How to complete this task: What you return should be every record, retyped without a single change.

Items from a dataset

********************

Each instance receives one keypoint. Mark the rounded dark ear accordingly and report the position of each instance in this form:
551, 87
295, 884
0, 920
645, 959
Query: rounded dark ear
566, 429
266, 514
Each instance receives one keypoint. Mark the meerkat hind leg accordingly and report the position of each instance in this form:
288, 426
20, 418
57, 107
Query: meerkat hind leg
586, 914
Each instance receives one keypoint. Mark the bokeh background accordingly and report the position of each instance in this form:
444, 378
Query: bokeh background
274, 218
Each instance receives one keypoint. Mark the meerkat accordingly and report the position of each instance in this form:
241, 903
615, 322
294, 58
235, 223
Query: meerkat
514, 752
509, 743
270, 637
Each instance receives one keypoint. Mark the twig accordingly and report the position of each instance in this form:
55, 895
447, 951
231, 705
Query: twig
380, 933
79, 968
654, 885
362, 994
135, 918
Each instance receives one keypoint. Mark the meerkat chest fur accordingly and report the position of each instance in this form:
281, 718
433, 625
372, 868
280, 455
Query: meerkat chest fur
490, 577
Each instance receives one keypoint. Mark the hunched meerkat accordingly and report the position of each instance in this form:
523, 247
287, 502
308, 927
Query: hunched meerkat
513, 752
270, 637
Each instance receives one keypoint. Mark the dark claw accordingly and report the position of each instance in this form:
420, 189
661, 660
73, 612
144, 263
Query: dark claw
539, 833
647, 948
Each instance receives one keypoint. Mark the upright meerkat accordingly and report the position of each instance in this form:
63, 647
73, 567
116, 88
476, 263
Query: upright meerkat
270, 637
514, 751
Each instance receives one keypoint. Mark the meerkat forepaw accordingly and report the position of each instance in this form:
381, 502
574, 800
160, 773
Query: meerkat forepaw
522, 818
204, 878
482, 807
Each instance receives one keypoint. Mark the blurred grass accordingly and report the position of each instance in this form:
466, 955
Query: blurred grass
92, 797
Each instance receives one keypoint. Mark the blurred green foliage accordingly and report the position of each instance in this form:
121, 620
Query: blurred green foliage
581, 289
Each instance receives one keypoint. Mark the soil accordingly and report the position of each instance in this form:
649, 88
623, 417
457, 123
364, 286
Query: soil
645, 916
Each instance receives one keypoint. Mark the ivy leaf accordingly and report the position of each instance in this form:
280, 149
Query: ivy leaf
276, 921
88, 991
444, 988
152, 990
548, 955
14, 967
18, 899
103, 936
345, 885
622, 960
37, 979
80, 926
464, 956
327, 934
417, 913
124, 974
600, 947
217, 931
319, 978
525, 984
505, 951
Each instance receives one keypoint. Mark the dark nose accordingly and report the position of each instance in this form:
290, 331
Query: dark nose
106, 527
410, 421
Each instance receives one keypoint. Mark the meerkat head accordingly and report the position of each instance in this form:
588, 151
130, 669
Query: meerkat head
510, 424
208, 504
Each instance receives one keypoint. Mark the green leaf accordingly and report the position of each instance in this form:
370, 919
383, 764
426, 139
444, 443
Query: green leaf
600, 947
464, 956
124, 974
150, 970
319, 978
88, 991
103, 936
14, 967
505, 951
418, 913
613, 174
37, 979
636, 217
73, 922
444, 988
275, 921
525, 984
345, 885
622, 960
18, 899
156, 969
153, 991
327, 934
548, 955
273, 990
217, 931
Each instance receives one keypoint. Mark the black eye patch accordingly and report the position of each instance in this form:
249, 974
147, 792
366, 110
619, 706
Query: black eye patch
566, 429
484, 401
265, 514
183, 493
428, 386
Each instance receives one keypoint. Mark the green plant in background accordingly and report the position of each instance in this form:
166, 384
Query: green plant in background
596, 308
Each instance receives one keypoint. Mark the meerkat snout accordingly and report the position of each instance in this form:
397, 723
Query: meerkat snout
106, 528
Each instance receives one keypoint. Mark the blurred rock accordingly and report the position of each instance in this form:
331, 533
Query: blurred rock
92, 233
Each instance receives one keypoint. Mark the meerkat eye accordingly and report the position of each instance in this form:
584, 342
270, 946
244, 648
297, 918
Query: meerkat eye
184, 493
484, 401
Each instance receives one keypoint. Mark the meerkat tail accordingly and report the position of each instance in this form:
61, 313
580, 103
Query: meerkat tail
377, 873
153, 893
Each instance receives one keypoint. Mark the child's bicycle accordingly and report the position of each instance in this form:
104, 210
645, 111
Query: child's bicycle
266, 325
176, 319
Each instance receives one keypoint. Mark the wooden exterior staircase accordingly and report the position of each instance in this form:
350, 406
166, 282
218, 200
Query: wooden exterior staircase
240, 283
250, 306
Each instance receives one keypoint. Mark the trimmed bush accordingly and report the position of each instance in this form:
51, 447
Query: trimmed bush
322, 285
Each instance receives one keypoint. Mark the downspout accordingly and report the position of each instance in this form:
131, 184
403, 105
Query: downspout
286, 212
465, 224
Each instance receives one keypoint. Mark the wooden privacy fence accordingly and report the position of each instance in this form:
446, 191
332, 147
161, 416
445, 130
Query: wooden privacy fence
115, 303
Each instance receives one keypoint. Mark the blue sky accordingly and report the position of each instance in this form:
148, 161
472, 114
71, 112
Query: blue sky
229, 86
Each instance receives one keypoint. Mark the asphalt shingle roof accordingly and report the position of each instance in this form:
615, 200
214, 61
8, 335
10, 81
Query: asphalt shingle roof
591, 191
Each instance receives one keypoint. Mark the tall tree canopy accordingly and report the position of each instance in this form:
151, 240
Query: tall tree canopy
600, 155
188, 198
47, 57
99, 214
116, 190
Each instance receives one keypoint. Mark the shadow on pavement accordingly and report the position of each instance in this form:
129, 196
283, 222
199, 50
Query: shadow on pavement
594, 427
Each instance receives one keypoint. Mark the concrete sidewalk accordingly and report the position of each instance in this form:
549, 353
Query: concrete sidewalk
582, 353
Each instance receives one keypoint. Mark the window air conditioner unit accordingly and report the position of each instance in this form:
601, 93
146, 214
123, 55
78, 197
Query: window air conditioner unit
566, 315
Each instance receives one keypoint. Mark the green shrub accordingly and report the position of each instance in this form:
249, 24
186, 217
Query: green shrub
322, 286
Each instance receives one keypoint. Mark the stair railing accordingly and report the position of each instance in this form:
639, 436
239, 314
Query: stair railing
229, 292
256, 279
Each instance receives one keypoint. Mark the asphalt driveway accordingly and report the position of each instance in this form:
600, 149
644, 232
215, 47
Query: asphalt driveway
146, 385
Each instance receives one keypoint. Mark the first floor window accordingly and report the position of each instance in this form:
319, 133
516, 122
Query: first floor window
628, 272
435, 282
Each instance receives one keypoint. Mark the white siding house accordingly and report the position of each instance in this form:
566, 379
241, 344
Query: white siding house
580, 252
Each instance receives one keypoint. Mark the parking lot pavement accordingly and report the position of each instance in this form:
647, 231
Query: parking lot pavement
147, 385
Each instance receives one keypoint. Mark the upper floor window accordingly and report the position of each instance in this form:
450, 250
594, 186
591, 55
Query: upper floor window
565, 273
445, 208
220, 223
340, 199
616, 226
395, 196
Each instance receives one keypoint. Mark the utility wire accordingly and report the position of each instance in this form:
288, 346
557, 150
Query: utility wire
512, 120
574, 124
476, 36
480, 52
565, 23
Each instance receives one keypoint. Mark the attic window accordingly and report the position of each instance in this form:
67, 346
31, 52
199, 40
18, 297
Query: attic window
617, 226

********************

Response:
Each instance receives one keypoint. Mark the rounded dark ear accordingly and report the position of each instance in this form:
551, 87
295, 884
0, 920
645, 959
Query: rounded dark ear
566, 429
266, 514
Each instance receives one keypoint. Mark the meerkat hind leg accordingly and report the position of each instance in this form:
288, 426
20, 418
57, 107
Query: meerkat hind leg
586, 914
Each instance receives one keypoint. Mark the bokeh background accordingly and report the position of each instance in this form:
444, 378
Query: bokeh background
274, 218
Each instance receives one keypoint. Mark the meerkat accordingly and report the position of each instance in this form:
241, 903
615, 322
294, 58
235, 223
Query: meerkat
514, 752
509, 743
270, 637
Each instance receives one keypoint. Mark the twig accordingly and report the position of each instance in this form:
55, 895
447, 951
231, 705
Query: twig
380, 933
79, 968
654, 885
362, 994
135, 918
Each instance receives one keypoint. Mark the meerkat chest fur accordingly and report the position of each instance in this form:
281, 718
433, 625
372, 868
280, 455
Query: meerkat chest fur
490, 577
Each instance receives one keypoint. Mark the hunched meerkat accordingly and report the position of each instance in this form:
523, 247
287, 502
308, 927
Query: hunched meerkat
513, 752
270, 637
Each instance receives one keypoint. Mark the dark claw accordingly and report the position of each instance in this form:
420, 189
661, 660
73, 612
144, 263
Query: dark claw
539, 833
647, 948
Each instance receives one keypoint. Mark the upright meerkat accordingly and report the position of each instance in this form:
63, 647
73, 567
116, 88
476, 263
Query: upright meerkat
270, 637
514, 751
Each instance receives one keypoint. Mark the meerkat forepaw accordingly and report the position of each instance in this form:
381, 502
574, 800
160, 773
Query: meerkat forepaw
522, 818
204, 878
482, 807
Each instance receives one keypoint. Mark the blurred grass accordingly and report the position of each instance in this form:
466, 955
Query: blurred grass
92, 797
Each instance receives one keypoint. Mark the blurred green foliage accordingly and report the position of each instance in this form:
121, 620
Query: blurred green foliage
581, 289
Each instance receives one keypoint. Mark the soil accordingly and report the position of each instance in this form:
649, 88
623, 417
457, 123
364, 286
Query: soil
645, 916
Each instance receives one keypoint. Mark the ivy leaf accordingly and report the position of each instance in this form:
280, 149
Query: ivy leaf
276, 921
88, 991
444, 988
152, 990
548, 955
14, 967
18, 899
103, 936
345, 885
622, 960
37, 979
80, 926
464, 956
327, 934
417, 913
124, 974
600, 947
217, 931
319, 978
525, 984
505, 951
Each instance receives one keypoint. Mark the dark nose accordingly and report the position of each instance in this form:
290, 331
Query: dark nose
106, 527
410, 421
Each instance receives one keypoint. Mark the meerkat head accordingly and report the position of each instance in this form:
588, 151
130, 669
Query: meerkat head
510, 424
208, 504
Each instance receives one keypoint. Mark the green leaf accordingly and report the position of each instance in this form:
370, 919
383, 764
426, 139
444, 443
Query: green leaf
600, 947
464, 956
124, 974
150, 970
319, 978
88, 991
103, 936
14, 967
505, 951
418, 913
613, 174
37, 979
636, 217
73, 922
444, 988
275, 921
525, 984
345, 885
622, 960
18, 899
156, 969
153, 991
327, 934
548, 955
273, 990
217, 931
Each instance receives one keypoint. Mark the black eye patch accordingly and report the position of each instance in this form:
249, 974
147, 792
366, 110
619, 706
Query: black eye patch
566, 429
484, 401
265, 514
183, 493
428, 386
Each instance receives one keypoint. Mark the green plant in background accordingly and report the position of each instance in this form:
166, 384
Query: green plant in background
596, 308
Each instance receives one keypoint. Mark the meerkat snout accordingly and report the position of each instance in this form:
397, 723
Query: meerkat snout
106, 528
Each instance receives one keypoint. Mark the blurred rock accordingly and report the position of each instance in this form:
331, 533
Query: blurred rock
92, 233
Each instance receives one keypoint. Mark the meerkat eye accordingly and report the position of each instance in this form:
584, 342
270, 946
244, 648
297, 918
Query: meerkat eye
184, 493
484, 401
Each instance receives one keypoint. Mark the meerkat tail accordingly and report the position of each instance in this form:
61, 313
580, 103
Query: meerkat tail
377, 873
153, 893
Each instance receives one keypoint. Mark the child's bicycle accordingly and report the position of each instance in this form:
104, 210
645, 111
Query: child's bicycle
266, 325
176, 319
Each instance receives one keypoint. Mark the wooden exterior staircase accordingly and report the position of each instance in this form:
350, 406
166, 282
218, 200
Query: wooden exterior staircase
240, 283
250, 306
Each instance receives one keypoint. Mark the trimmed bush accordingly and report the position of each instance in this form:
51, 447
Query: trimmed bush
322, 285
Each instance receives one keypoint. Mark the downspout accordingly and report the position of each instance in this form:
131, 184
403, 105
Query: downspout
286, 212
465, 224
Each instance receives one keypoint. Mark the wooden privacy fence accordingly and report the position of each instance in this form:
446, 191
332, 147
161, 416
445, 130
Query: wooden privacy fence
115, 303
Each instance receives one keypoint. Mark the blue sky accordingly and report the position of each instance in this form:
148, 161
472, 114
71, 112
Query: blue sky
229, 86
Each instance receives one keypoint. Mark the asphalt shingle roof accordingly and report the position of each instance in this form:
615, 200
214, 61
8, 335
10, 81
Query: asphalt shingle roof
591, 191
Each instance receives one keypoint. Mark the tall tree canopy accordingly and report the position of each instance in this form:
151, 240
Query: tall tree canopy
600, 155
188, 198
47, 57
99, 214
116, 190
Each instance receives one keypoint. Mark the shadow on pavement accordingly and report the position of each instance in this form:
129, 196
283, 222
199, 50
Query: shadow on pavement
594, 427
Each instance receives one keypoint. Mark the concrete sidewalk accordingly and report the position of each instance in this form:
549, 353
Query: concrete sidewalk
582, 353
Each instance receives one keypoint. Mark the window air conditioner unit accordingly and report the position of each instance in this form:
601, 93
146, 214
123, 55
78, 197
Query: window air conditioner unit
566, 315
Each instance receives one keypoint. Mark the green shrub accordingly and report the position of each instance in this form:
249, 24
186, 217
Query: green shrub
322, 286
Each instance receives one keypoint. Mark the stair railing accordingly and report the position of each instance in this form:
639, 436
239, 314
Query: stair railing
229, 292
256, 279
Each instance receives one keypoint. Mark the asphalt driveway accordingly and report the position of each instance in this form:
600, 149
644, 232
215, 47
Query: asphalt driveway
146, 385
Each instance receives one keypoint. Mark the first floor window accordingly and report the position of each instance in this form:
319, 133
516, 122
Query: first floor window
628, 272
435, 282
Each instance receives one keypoint. Mark the white siding house accordingly and report the position of each instance in this form:
566, 379
241, 344
Query: white siding house
580, 252
Each instance receives one keypoint. Mark the parking lot pavement accordingly and report the position of each instance in this form:
647, 231
Query: parking lot pavement
147, 385
Each instance receives one keypoint. Mark the upper floor window accordingly and report the position of each instance in this form:
450, 250
594, 186
591, 55
Query: upper floor window
565, 273
445, 208
220, 223
340, 199
616, 226
395, 196
Each instance receives one keypoint. Mark the utility wire accordingly and report the position of each instance in this form:
288, 346
557, 150
Query: utility wire
512, 120
574, 124
476, 36
480, 52
565, 23
Each instance receives one keypoint. Mark the attic window accordingly and report the position of each instance in this form:
67, 346
31, 52
199, 40
18, 297
Query: attic window
617, 226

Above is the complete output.